Rescale the stretch from the start of the entries through the line containing "x=207, y=65", both ends included, and write out only those lines again, requests and all. Multiply every x and y coordinate in the answers by 1.25 and round each to a whole number, rounding halves up.

--*--

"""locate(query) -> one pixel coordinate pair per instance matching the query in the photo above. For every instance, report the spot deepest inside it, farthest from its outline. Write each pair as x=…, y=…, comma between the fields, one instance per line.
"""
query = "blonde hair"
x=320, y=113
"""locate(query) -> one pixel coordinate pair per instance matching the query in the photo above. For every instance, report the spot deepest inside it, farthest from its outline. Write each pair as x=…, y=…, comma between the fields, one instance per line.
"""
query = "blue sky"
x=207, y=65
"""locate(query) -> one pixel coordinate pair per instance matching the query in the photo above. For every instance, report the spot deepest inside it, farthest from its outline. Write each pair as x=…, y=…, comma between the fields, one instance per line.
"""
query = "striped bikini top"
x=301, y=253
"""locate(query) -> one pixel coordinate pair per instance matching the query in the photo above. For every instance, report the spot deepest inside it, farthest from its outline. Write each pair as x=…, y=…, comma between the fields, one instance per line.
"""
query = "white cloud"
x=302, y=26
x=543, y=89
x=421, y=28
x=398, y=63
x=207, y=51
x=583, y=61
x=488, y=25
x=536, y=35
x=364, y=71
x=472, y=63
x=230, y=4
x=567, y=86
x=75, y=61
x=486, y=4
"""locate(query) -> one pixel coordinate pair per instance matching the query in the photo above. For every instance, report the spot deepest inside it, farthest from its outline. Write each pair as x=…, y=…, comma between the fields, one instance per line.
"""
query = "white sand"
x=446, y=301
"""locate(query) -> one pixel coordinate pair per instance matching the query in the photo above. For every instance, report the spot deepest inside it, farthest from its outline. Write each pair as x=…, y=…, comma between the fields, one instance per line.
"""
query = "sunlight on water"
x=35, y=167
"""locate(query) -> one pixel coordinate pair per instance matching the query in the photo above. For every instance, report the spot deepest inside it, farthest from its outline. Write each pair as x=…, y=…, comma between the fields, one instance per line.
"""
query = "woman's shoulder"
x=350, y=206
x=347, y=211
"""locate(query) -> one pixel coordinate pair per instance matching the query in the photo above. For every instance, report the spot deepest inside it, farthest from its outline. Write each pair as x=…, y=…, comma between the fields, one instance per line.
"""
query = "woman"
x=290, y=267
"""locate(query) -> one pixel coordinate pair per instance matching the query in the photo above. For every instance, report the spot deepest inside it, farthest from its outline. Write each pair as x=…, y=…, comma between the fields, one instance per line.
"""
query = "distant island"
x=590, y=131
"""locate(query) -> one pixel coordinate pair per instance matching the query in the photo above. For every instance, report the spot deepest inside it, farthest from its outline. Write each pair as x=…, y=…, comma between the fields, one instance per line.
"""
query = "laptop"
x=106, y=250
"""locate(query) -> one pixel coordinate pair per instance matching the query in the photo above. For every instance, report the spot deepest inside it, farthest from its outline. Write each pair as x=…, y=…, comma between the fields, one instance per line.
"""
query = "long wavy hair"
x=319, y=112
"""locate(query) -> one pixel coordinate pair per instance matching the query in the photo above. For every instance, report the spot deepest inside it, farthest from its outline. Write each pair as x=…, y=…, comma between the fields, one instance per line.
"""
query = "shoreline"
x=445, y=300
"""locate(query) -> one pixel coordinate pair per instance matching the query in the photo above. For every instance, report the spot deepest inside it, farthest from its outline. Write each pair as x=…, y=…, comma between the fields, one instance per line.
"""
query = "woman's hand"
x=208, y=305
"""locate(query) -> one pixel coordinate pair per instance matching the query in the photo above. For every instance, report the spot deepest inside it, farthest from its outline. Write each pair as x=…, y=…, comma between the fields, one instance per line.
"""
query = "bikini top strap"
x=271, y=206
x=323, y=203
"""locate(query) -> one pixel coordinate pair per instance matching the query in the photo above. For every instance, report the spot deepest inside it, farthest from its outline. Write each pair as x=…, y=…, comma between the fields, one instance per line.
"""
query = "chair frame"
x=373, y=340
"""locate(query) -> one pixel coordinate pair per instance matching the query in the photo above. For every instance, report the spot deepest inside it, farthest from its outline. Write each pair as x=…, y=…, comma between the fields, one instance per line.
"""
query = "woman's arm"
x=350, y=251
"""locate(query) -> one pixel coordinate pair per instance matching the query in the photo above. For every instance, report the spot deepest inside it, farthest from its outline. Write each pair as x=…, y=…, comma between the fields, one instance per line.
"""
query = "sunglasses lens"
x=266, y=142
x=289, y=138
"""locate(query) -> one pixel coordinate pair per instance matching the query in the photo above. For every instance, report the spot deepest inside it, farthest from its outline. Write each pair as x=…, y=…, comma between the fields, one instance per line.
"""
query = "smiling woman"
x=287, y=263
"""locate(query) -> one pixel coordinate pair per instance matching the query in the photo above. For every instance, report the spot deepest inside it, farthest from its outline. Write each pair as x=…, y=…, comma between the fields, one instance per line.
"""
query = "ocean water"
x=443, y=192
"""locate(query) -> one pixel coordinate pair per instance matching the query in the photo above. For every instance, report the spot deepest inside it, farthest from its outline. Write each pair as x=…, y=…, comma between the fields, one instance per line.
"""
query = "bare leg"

--*--

Exercise response:
"""locate(query) -> one pixel coordinate pair per instance matching the query in the photo above. For every instance, report the spot deepest inside it, farthest from its outline. Write each pair as x=…, y=…, comma between the fields, one instance per line.
"""
query = "blonde hair"
x=400, y=141
"""locate(query) -> one pixel coordinate pair per instance matching the query in the photo above. For every instance, report the spot deepest inside it, farthest from its outline. Write each pair as x=…, y=…, comma between the fields, one instance per line.
"""
query = "blue sky"
x=259, y=81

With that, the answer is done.